**EXERCISES TO COMPLETE**
A. Answer these questions from the flute practice text.
(i) What should the metronome keep doing while you rest and breathe?
(ii) What two kinds of evenness are more important than speed?
(iii) Which two pairs of notes are given as usual places for finger "blips"?
B. Decide whether each statement agrees with the flute practice text. Answer yes or no for each, and quote the words that decide it.
(i) The text advises playing all-slurred for tone.
(ii) According to the text, speed is what you are practicing at first.
(iii) The text names flute stability as a frequent problem with high register cross fingerings.

**TEXT SEGMENT**

- - - -

Play slowly, and experimentally, all-slurred for tone, putting easy-breathing pauses wherever you need them, so that you always play fresh with great energy and musicality.  Let the metronome click on while you rest and breathe until you're ready to start again. Play effortlessly and beautifully, not for speed.
In other words, break long exercises into really nice small chunks of music that allow you to be always fresh and easy with your air. What you are practising are ease and beauty, not speed, at first.

Evenness of tone quality, and evenness of the fingers is more important than speed. Otherwise, you are fast but sound fuzzy and every scale is uneven for different reasons none of which you know.
You are looking for areas where tone suffers, or combinations of pairs of notes where you hear finger "blips". These blips are usually: C to D, or E to F#, or the very often challenging high register cross fingerings with many fingers changing places at the same time. Flute stability is often the problem here. But finding these typical "blips" means you are working on the true problem instead of just repeating and ingraining the problems.

- - - -

**MATERIAL SHOWN**

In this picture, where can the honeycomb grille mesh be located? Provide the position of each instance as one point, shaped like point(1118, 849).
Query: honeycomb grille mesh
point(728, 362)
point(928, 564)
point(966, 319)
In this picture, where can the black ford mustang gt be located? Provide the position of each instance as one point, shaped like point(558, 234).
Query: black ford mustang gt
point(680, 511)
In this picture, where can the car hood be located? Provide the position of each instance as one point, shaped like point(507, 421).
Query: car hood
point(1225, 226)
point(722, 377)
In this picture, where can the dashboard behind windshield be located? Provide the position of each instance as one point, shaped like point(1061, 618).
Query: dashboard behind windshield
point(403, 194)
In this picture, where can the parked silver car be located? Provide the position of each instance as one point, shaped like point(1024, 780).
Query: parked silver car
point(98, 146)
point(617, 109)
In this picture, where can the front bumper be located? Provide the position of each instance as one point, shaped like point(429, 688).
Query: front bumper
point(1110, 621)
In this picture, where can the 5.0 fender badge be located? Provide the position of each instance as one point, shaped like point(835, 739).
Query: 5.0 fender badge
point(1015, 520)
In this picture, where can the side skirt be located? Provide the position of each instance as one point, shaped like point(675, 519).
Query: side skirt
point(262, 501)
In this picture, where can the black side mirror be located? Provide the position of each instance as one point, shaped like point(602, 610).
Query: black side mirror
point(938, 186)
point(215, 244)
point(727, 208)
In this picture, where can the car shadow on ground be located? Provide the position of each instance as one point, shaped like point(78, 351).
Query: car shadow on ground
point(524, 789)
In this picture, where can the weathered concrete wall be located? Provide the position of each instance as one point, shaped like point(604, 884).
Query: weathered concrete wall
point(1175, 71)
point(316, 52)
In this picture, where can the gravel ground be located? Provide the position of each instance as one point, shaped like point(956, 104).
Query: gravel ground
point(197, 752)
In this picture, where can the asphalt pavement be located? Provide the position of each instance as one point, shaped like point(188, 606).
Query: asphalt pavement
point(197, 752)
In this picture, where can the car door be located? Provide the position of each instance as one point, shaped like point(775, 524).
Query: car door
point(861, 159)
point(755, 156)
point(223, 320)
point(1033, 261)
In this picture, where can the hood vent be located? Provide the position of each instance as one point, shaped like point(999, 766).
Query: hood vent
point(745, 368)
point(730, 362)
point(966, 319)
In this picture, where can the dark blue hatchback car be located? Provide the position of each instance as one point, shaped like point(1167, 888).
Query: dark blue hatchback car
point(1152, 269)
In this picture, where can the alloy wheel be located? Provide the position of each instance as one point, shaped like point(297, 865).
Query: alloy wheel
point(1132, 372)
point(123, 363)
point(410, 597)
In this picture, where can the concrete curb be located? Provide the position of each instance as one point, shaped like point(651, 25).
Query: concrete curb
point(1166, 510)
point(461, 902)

- - - -

**ANSWERS GIVEN**
A.
(i) It should keep clicking.
(ii) Evenness of tone quality and evenness of the fingers.
(iii) C to D, and E to F#.

B.
(i) Yes: "all-slurred for tone"
(ii) No: "What you are practising are ease and beauty, not speed, at first."
(iii) Yes: "Flute stability is often the problem here."